Referring expression data:
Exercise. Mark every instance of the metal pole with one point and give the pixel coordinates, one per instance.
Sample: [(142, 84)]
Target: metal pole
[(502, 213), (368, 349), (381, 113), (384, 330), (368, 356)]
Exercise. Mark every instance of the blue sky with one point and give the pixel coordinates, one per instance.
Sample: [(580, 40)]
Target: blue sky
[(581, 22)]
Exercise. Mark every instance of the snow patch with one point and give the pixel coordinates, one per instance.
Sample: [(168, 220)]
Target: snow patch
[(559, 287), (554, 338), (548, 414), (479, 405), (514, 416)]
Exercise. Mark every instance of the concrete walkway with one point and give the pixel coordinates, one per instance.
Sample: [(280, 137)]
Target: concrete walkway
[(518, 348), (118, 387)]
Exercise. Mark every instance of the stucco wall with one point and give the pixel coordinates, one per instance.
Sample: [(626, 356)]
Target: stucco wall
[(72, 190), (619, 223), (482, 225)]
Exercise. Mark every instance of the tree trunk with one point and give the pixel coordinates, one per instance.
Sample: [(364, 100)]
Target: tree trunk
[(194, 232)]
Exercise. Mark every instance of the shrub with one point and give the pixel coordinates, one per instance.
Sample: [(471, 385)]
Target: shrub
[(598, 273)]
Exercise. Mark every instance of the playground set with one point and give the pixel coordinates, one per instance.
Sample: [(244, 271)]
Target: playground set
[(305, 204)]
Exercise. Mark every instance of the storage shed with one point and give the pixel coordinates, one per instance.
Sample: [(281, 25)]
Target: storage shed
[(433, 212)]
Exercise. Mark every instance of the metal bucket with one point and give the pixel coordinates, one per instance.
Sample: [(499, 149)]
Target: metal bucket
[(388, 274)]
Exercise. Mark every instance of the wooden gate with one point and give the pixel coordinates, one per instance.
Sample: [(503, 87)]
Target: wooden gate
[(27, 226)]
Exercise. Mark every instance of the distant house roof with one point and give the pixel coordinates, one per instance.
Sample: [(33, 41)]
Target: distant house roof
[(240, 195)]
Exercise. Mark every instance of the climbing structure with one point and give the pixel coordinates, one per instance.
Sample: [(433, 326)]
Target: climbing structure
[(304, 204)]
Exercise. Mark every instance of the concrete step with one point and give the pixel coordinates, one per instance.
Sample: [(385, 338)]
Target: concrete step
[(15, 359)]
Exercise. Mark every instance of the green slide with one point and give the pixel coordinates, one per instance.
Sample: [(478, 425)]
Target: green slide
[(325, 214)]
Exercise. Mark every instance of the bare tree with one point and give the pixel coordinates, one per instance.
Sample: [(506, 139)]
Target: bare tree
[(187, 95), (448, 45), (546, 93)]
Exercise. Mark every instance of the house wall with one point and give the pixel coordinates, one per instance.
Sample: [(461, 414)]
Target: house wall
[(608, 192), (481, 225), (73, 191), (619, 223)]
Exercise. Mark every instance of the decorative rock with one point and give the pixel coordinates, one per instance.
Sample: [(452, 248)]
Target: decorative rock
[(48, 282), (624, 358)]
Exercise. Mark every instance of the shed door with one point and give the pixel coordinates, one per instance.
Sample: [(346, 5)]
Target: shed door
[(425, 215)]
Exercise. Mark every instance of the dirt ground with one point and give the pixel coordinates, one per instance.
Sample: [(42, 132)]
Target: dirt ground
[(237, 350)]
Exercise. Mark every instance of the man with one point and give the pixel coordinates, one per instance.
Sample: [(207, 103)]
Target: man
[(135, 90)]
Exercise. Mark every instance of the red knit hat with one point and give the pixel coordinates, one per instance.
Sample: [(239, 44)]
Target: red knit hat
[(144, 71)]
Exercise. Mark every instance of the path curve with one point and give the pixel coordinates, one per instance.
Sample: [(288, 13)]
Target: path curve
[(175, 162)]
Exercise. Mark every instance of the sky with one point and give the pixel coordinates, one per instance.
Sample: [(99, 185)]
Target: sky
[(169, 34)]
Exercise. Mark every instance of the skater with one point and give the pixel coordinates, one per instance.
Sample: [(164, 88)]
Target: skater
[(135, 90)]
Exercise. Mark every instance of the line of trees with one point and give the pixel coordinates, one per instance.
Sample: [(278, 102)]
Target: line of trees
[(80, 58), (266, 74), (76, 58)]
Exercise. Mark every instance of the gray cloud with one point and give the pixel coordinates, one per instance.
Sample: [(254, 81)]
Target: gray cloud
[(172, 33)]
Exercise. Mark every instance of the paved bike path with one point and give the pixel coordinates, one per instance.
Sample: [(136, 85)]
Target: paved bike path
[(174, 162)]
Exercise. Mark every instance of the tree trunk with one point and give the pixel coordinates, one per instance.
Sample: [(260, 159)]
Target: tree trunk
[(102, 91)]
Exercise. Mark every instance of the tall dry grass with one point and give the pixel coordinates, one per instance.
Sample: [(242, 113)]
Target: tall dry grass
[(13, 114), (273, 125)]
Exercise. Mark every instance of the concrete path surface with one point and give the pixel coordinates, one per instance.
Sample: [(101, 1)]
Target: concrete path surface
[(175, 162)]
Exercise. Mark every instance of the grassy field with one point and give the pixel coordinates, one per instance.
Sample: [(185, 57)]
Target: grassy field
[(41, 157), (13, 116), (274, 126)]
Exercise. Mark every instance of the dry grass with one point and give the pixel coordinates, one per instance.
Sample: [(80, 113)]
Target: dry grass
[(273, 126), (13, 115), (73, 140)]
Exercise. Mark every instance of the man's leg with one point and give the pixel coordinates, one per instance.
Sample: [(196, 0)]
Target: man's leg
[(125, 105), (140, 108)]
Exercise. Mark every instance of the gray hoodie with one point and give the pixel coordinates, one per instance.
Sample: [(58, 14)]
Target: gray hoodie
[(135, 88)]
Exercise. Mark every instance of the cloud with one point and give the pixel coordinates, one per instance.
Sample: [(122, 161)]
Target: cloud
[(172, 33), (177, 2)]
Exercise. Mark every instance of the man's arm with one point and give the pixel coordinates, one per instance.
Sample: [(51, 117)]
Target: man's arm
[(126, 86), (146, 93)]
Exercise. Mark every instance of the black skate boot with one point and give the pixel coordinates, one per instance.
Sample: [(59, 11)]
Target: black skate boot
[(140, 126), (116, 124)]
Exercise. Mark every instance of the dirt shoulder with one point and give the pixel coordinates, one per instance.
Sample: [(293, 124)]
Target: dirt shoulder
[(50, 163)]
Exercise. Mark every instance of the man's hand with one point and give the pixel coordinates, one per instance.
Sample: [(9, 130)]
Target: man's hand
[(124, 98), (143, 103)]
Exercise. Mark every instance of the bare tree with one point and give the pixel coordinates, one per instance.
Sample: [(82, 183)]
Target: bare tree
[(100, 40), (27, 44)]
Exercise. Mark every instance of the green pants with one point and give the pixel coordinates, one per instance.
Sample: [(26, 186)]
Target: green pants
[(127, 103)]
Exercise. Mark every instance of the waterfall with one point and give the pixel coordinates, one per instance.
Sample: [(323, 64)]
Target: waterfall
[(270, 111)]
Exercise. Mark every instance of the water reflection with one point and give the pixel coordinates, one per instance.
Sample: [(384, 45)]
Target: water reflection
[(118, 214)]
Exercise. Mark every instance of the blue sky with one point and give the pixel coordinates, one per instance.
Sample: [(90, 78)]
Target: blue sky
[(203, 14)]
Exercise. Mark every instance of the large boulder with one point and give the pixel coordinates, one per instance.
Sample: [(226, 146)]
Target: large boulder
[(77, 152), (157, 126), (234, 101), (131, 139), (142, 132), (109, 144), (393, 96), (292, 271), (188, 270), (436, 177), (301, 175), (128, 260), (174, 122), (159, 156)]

# WHAT YOU ARE ASKED TO DO
Reproduce the records above exactly as they appear.

# EXERCISE ANSWER
Exercise. Mark every instance of the metal pole with one point and give the pixel coordinates, one per instance.
Sample: [(142, 84)]
Target: metal pole
[(502, 213), (368, 349), (381, 113), (384, 330), (368, 356)]
Exercise. Mark every instance of the blue sky with one point and give the pixel coordinates, one per instance.
Sample: [(580, 40)]
Target: blue sky
[(581, 22)]
Exercise. Mark every instance of the snow patch with one point and give the pixel coordinates, one per instance.
Sample: [(168, 220)]
Target: snow patch
[(559, 287), (554, 338), (548, 414), (479, 405), (514, 416)]
Exercise. Mark every instance of the concrete walkway with one point and give the pixel coordinates, one per instance.
Sample: [(280, 137)]
Target: concrete walkway
[(518, 348), (118, 387)]
Exercise. Mark every instance of the stucco wall with one point and give the pixel coordinates, one per instance.
Sample: [(626, 356)]
Target: stucco wall
[(72, 190), (619, 223), (482, 225)]
Exercise. Mark every instance of the tree trunk with one point and give the pixel coordinates, one per instance.
Sample: [(364, 100)]
Target: tree trunk
[(194, 232)]
Exercise. Mark every instance of the shrub with one point and give the pixel coordinates, one per instance.
Sample: [(471, 385)]
Target: shrub
[(598, 273)]
Exercise. Mark every instance of the playground set with one point and give the pixel coordinates, one per instance.
Sample: [(244, 271)]
Target: playground set
[(305, 204)]
Exercise. Mark every instance of the storage shed with one point and give the pixel coordinates, one per instance.
Sample: [(281, 25)]
Target: storage shed
[(433, 212)]
Exercise. Mark every instance of the metal bucket with one point and give the pixel coordinates, one per instance.
Sample: [(499, 149)]
Target: metal bucket
[(388, 274)]
Exercise. Mark every instance of the wooden gate with one point and give the pixel coordinates, one per instance.
Sample: [(503, 87)]
Target: wooden gate
[(27, 226)]
Exercise. Mark every instance of the distant house roof with one point and give the pixel coordinates, one per instance.
Sample: [(33, 41)]
Target: distant house roof
[(240, 195)]
Exercise. Mark every instance of the climbing structure with one point and give the pixel coordinates, one per instance.
Sample: [(433, 326)]
Target: climbing structure
[(304, 204)]
Exercise. Mark every instance of the concrete step with one point and give the pixel coordinates, one per instance.
Sample: [(385, 338)]
Target: concrete step
[(15, 359)]
Exercise. Mark every instance of the green slide with one point and give the pixel coordinates, one per instance.
Sample: [(478, 425)]
Target: green slide
[(325, 214)]
Exercise. Mark every instance of the bare tree with one point and give the pixel coordinates, one per instance.
Sample: [(506, 139)]
Target: bare tree
[(187, 95), (448, 45), (546, 93)]
Exercise. Mark every instance of the house wall with one point and give the pixel coordinates, one per instance.
Sample: [(461, 414)]
Target: house wall
[(608, 192), (481, 225), (73, 191), (619, 223)]
Exercise. Mark every instance of the decorative rock with one point and give the pixel coordinates, one per instance.
Sample: [(452, 248)]
Target: decorative rock
[(48, 282), (624, 358)]
Exercise. Mark every instance of the shed door with one point and give the pixel coordinates, one per instance.
Sample: [(346, 5)]
Target: shed door
[(425, 215)]
Exercise. Mark every instance of the dirt ground with one point and give the pixel coordinates, one per instance.
Sample: [(42, 132)]
Target: dirt ground
[(237, 350)]
Exercise. Mark every instance of the man with one point and give the pixel coordinates, one per instance.
Sample: [(207, 103)]
Target: man
[(135, 90)]
Exercise. Mark every instance of the red knit hat with one point and give the pixel coordinates, one per instance.
Sample: [(239, 44)]
Target: red knit hat
[(144, 71)]
Exercise. Mark every instance of the path curve with one point and give the pixel coordinates, one per instance.
Sample: [(288, 13)]
Target: path curve
[(175, 162)]
Exercise. Mark every instance of the sky with one point and give the pixel coordinates, one per instance.
Sample: [(99, 185)]
Target: sky
[(169, 34)]
Exercise. Mark every instance of the skater with one point and give the pixel coordinates, one per instance.
Sample: [(164, 88)]
Target: skater
[(135, 90)]
Exercise. Mark every instance of the line of trees with one point and give the pixel coordinates, one per instance.
Sample: [(278, 102)]
Target: line of trees
[(80, 58), (266, 74), (76, 58)]
Exercise. Mark every instance of the gray cloud with one point and give the pixel coordinates, one per instance.
Sample: [(254, 81)]
Target: gray cloud
[(172, 33)]
Exercise. Mark every instance of the paved bike path with one point and give the pixel coordinates, one per instance.
Sample: [(136, 85)]
Target: paved bike path
[(174, 162)]
Exercise. Mark every instance of the tree trunk with one point and give the pixel coordinates, one per instance.
Sample: [(260, 159)]
Target: tree trunk
[(102, 91)]
Exercise. Mark every instance of the tall dry grass with one point and give the pixel coordinates, one per instance.
Sample: [(242, 113)]
Target: tall dry grass
[(13, 114), (273, 125)]
Exercise. Mark every instance of the concrete path surface with one point and give the pixel coordinates, one per instance.
Sample: [(101, 1)]
Target: concrete path surface
[(175, 162)]
Exercise. Mark every instance of the grassy field with one point and give the pixel coordinates, one per instance.
Sample: [(185, 57)]
Target: grassy field
[(41, 157), (13, 116), (274, 126)]
Exercise. Mark every instance of the dry grass with one point and give the pixel coordinates, one per instance.
Sample: [(80, 113)]
Target: dry grass
[(273, 126), (13, 115), (73, 140)]
Exercise. Mark every instance of the man's leg with one point and give the pixel coordinates, one per instance.
Sample: [(196, 0)]
Target: man's leg
[(125, 105), (140, 108)]
Exercise. Mark every instance of the gray hoodie with one point and give the pixel coordinates, one per instance.
Sample: [(58, 14)]
Target: gray hoodie
[(135, 88)]
Exercise. Mark every instance of the cloud with one point and give the pixel coordinates, one per instance.
Sample: [(122, 161)]
Target: cloud
[(172, 33), (177, 2)]
Exercise. Mark every instance of the man's arm with one point and give the pixel coordinates, one per instance.
Sample: [(51, 117)]
Target: man's arm
[(126, 86), (146, 93)]
Exercise. Mark every instance of the black skate boot with one point and give the pixel coordinates, one per instance.
Sample: [(59, 11)]
Target: black skate boot
[(140, 126), (116, 124)]
Exercise. Mark every instance of the dirt shoulder with one point and give the pixel coordinates, one per instance.
Sample: [(293, 124)]
Target: dirt shoulder
[(50, 163)]
Exercise. Mark every instance of the man's hand with one point and give the pixel coordinates, one per instance.
Sample: [(9, 130)]
Target: man's hand
[(124, 98), (143, 103)]
Exercise. Mark every instance of the bare tree with one point and give the pixel coordinates, one per instance.
Sample: [(82, 183)]
Target: bare tree
[(100, 40), (27, 44)]
Exercise. Mark every instance of the green pants with one point and give the pixel coordinates, one per instance.
Sample: [(26, 186)]
Target: green pants
[(127, 103)]
Exercise. Mark every instance of the waterfall with one point and give the pixel coordinates, one per instance.
Sample: [(323, 64)]
Target: waterfall
[(270, 111)]
Exercise. Mark every instance of the water reflection with one point and give the pixel coordinates, one per instance.
Sample: [(384, 45)]
Target: water reflection
[(118, 214)]
Exercise. Mark every instance of the blue sky with one point and give the pixel coordinates, one per instance.
Sample: [(90, 78)]
Target: blue sky
[(203, 14)]
Exercise. Mark every instance of the large boulder with one point and give the pixel coordinates, one per instance.
Sample: [(226, 146)]
Target: large boulder
[(77, 152), (157, 126), (234, 101), (131, 139), (142, 132), (109, 144), (393, 96), (292, 271), (188, 270), (436, 177), (301, 175), (128, 260), (174, 122), (159, 156)]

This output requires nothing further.